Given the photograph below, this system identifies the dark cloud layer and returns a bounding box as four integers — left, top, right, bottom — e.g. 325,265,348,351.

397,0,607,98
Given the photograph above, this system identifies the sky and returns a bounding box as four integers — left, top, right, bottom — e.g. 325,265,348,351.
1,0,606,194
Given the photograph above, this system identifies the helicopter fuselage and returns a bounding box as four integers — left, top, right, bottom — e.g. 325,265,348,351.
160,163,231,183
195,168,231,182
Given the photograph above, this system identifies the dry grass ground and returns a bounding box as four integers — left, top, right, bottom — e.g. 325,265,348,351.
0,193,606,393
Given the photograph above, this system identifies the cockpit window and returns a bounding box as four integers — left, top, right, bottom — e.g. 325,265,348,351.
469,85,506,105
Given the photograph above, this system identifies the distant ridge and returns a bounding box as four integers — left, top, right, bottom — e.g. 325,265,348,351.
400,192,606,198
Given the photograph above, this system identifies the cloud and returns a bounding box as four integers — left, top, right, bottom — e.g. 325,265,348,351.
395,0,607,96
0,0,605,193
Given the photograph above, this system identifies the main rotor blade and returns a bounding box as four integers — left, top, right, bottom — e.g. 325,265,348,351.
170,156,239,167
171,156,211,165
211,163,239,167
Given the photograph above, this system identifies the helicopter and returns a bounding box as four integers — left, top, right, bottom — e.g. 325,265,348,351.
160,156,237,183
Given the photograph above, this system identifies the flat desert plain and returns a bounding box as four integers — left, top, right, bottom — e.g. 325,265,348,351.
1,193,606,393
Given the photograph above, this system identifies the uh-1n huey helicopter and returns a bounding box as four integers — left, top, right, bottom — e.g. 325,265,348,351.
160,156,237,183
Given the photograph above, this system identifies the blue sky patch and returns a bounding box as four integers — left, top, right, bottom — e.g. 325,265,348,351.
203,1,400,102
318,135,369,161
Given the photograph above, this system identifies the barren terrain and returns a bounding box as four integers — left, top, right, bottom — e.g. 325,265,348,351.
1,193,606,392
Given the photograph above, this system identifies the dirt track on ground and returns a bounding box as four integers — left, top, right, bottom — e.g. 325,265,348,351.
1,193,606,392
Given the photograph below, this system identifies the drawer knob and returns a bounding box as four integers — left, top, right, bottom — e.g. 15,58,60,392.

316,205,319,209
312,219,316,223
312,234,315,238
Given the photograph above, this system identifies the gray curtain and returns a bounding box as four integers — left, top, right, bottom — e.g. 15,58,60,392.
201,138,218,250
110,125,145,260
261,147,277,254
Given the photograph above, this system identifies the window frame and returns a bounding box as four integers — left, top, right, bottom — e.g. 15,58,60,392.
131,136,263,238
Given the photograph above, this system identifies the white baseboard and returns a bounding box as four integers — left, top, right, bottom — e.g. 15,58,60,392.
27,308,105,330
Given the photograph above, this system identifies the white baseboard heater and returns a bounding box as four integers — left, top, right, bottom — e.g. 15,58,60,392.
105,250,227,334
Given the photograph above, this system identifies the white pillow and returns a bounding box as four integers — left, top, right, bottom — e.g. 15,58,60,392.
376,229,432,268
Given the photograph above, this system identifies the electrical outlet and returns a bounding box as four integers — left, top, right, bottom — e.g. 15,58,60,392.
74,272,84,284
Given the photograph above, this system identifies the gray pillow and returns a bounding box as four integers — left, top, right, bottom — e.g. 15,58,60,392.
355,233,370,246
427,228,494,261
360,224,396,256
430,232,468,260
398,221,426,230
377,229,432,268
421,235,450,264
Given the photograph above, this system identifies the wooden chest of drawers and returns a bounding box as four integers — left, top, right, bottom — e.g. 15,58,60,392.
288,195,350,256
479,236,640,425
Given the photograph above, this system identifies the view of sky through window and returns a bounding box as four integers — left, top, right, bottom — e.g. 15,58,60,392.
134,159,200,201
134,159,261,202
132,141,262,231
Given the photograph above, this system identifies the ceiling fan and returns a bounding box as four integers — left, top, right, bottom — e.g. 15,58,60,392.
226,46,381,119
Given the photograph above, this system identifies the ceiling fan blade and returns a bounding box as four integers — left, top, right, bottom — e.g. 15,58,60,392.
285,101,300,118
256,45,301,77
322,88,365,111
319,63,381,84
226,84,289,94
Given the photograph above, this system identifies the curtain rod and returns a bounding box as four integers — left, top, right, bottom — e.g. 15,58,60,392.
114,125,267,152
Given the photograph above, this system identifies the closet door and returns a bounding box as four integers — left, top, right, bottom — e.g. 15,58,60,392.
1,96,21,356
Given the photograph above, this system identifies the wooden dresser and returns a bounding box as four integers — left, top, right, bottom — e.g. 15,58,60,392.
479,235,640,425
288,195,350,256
=======
WHAT TO DO:
Once you have read the records above, output each of them verbatim.

SOLUTION TO THE EXERCISE:
Given the photograph below, this system identifies the dark cloud layer and returns a bounding box as four integers — left, top, right, bottom — e.g. 325,265,348,351.

397,0,607,98
Given the photograph above, this system identifies the sky and returns a bounding box as four integers — left, top, right, bottom — e.g. 325,265,348,351.
1,0,606,194
Given the photograph above, this system identifies the helicopter fuselage and returns a bounding box as four integers — left, top, right, bottom — e.g. 325,265,348,351.
160,163,231,183
195,168,231,182
Given the photograph above, this system identifies the dry grass ground and returns a bounding box as four integers — left, top, right, bottom — e.g. 325,265,348,351.
0,193,606,393
Given the photograph above, this system identifies the cockpit window and returns a bounding box as four integers — left, top, right, bottom — e.g. 325,265,348,351.
469,85,506,105
Given the photograph above, this system identifies the distant ridge and returns a bounding box as four integers — left, top, right, bottom — e.g. 325,265,348,351.
400,192,606,198
Given the photograph above, this system identifies the cloud and returns a bounding box as four integers — left, top, right, bottom — e.g. 325,265,348,351.
395,0,607,96
0,0,605,193
Given the photograph above, this system identifies the main rotor blade and returns a bounding box as four integers — left, top, right, bottom — e.g. 325,265,348,351.
170,156,239,167
171,156,211,165
211,163,239,167
Given the photograph above, this system identifies the helicopter and returns a bounding box as four integers — left, top, right, bottom — e.g. 325,265,348,351.
160,156,237,183
Given the photograph above, this system identifies the flat desert plain and returns a bounding box as four integers — left, top, right, bottom — e.g. 325,265,348,351.
1,193,606,393
Given the photograph above, this system identifies the uh-1n huey helicopter and returns a bounding box as four integers — left, top, right, bottom — e.g. 325,265,348,351.
160,156,237,183
Given the photograph above, this system identifies the blue sky patch and returns a bounding box as four integers — left, top, right, bottom — e.g. 325,265,348,351.
203,1,400,102
318,135,369,161
Given the photograph above, this system identifies the barren terrain and returns a bounding box as four integers — left, top, right, bottom — e.g. 325,265,348,351.
1,193,606,392
Given the photograph above, this system identifies the dirt track on ground and returns a bounding box as four integers — left, top, right, bottom — e.g. 325,265,348,351.
1,193,606,392
Given the photograph below, this system identifies the drawer knob and returns a bounding box as four integers — left, top, right, bottom — e.g. 15,58,60,392.

316,205,319,209
312,219,316,223
312,234,315,238
Given the photograph above, this system identifies the gray curtain and returns a bounding box as four integers — left, top, right, bottom — e.g. 15,58,60,392.
201,138,218,250
110,125,145,260
261,147,277,254
Given the photograph above, this system identifies the window frame and returns a bounding box as four integers — left, top, right, bottom — e.g. 15,58,60,392.
131,136,263,238
Given the photograph above, this system identifies the white baseboard and returns a bounding box as four integers — left, top, right, bottom — e.g. 15,58,60,392.
27,308,105,330
Given the photograph above, this system identifies the white baseboard heater and returns a bounding box as four integers — left, top, right, bottom — e.g. 15,58,60,392.
105,250,227,334
Given the photograph above, this system identifies the white pillow and returns a bounding box as four integers — left, top, right, bottom — e.g. 15,58,60,392.
376,229,432,268
Given the photograph above, this system identifies the electrical outlet and returns a bounding box as four integers — left, top, right, bottom — e.g. 15,58,60,392.
74,272,84,284
Given the photograph above, this system identifies the gray pillow and returns a bounding box as four integers — left, top, right, bottom — e.g. 15,58,60,392.
355,233,370,246
427,228,494,261
360,224,396,256
430,232,468,260
398,221,426,230
377,229,432,268
421,235,450,264
Given the photograph above, this system identifies the wooden chest of drawers and returns a bounding box as four integers — left, top, right, bottom — e.g. 15,58,60,392.
288,195,350,256
479,236,640,425
Given the photograph above, this system identifies the view of sky through window and returns a bounding box as four integers — left, top, right, bottom — e.g. 15,58,60,392.
134,159,200,201
134,159,261,202
132,141,262,231
Given the photograph above, this system identifies the ceiling fan and returns a bounding box as four integers — left, top, right, bottom — e.g. 15,58,60,392.
226,46,381,119
Given the photograph above, this system identifies the ceiling fan blade and returns a bounding box as four integers — left, top, right, bottom — e.g. 15,58,60,392.
285,101,300,118
256,45,301,77
322,88,365,111
319,63,381,84
226,84,289,94
Given the photograph above, this system identifies the curtain rod and returns a bounding box as four integers — left, top, right, bottom — e.g. 15,58,60,392.
114,125,267,152
Given the photograph above, this system identifies the closet door and returns a bounding box as four integers — left, top, right, bottom — e.g. 15,58,60,392.
1,96,21,356
Given the photograph above, this system identifies the wooden dresser and returns a bounding box as four integers — left, top, right, bottom — e.g. 15,58,60,392.
479,235,640,425
288,195,350,256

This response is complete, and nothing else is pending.